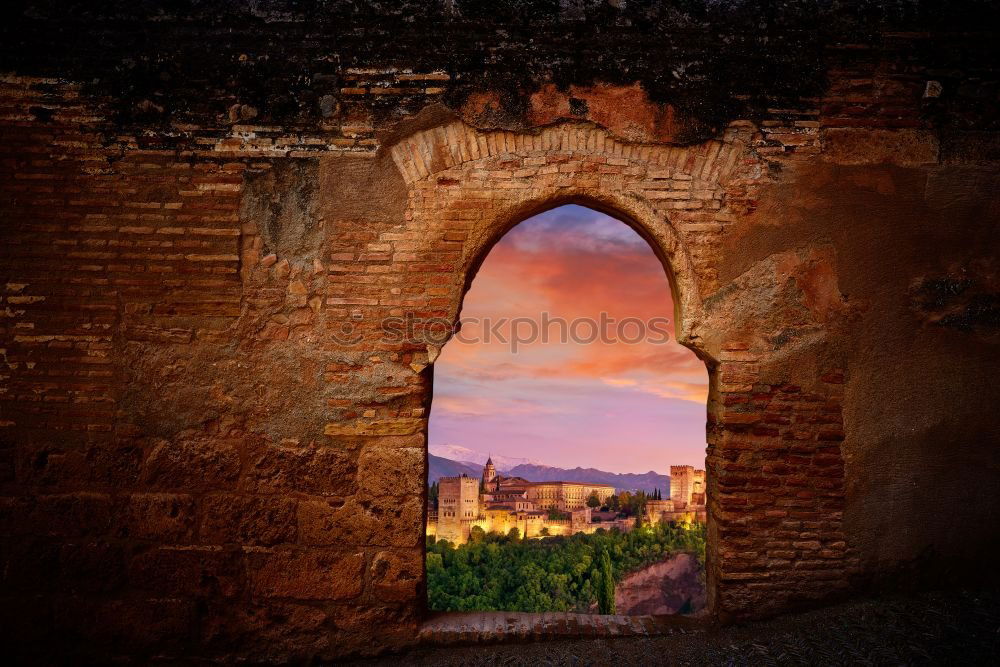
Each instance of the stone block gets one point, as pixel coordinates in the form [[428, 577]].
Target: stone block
[[165, 517], [391, 470], [201, 572], [396, 575], [247, 520], [310, 469], [265, 632], [310, 574], [856, 146], [210, 464]]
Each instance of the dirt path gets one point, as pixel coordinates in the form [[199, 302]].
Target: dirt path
[[668, 587]]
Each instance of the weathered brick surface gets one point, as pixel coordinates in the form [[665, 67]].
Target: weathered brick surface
[[210, 448]]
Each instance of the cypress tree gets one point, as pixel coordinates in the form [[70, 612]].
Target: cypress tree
[[606, 595]]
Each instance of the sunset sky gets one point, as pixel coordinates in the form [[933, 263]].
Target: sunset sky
[[618, 407]]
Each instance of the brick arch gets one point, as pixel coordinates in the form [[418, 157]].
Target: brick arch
[[775, 471], [466, 188], [469, 187]]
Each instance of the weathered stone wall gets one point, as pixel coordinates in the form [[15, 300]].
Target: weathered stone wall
[[211, 448]]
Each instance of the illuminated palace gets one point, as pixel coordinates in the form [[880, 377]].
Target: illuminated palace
[[497, 503]]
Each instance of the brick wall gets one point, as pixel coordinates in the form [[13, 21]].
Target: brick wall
[[197, 461]]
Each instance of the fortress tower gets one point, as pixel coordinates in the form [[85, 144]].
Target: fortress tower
[[489, 473]]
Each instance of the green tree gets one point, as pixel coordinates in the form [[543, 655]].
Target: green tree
[[606, 592]]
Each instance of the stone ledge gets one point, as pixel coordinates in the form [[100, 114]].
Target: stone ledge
[[453, 628]]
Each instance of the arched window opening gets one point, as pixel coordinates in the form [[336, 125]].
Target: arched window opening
[[567, 432]]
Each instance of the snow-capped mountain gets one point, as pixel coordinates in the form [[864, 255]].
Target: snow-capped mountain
[[466, 455]]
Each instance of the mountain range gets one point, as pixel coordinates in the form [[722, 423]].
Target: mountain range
[[440, 466], [464, 454]]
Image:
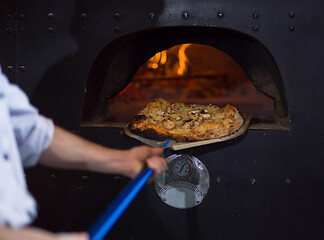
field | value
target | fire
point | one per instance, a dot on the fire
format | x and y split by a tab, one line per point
160	59
183	60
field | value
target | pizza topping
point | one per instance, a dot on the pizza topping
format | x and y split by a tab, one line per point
162	120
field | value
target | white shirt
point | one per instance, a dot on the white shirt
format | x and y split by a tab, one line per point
24	135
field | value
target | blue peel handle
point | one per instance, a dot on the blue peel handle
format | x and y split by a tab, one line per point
110	216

···

• _Problem to solve_
Arrange the lines between the line containing "Each instance of the brick wall" and the line containing "[[567, 432]]", inclusive, as a Markdown table with the columns Row and Line, omitting any blank lines.

• _Complete answer_
| Row | Line |
|---|---|
| 1 | Each instance of the brick wall gets one point, as pixel coordinates in the form [[13, 21]]. |
| 2 | Target: brick wall |
| 3 | [[197, 461]] |
| 4 | Each instance of the fortress tower gets one point, as pixel coordinates in the form [[85, 144]]. |
| 5 | Target: fortress tower |
| 6 | [[489, 473]] |
| 7 | Each instance of the green tree gets one point, as pixel coordinates in the form [[543, 655]]. |
| 8 | Target: green tree |
| 9 | [[606, 592]] |
| 10 | Each instance of the stone ledge gets one point, as pixel coordinates in the form [[100, 114]]. |
| 11 | Target: stone ledge |
| 12 | [[453, 628]] |
| 13 | Each instance of the arched window opening gets one point, as pixel coordinates in the form [[336, 125]]. |
| 14 | Target: arched window opening |
| 15 | [[567, 432]] |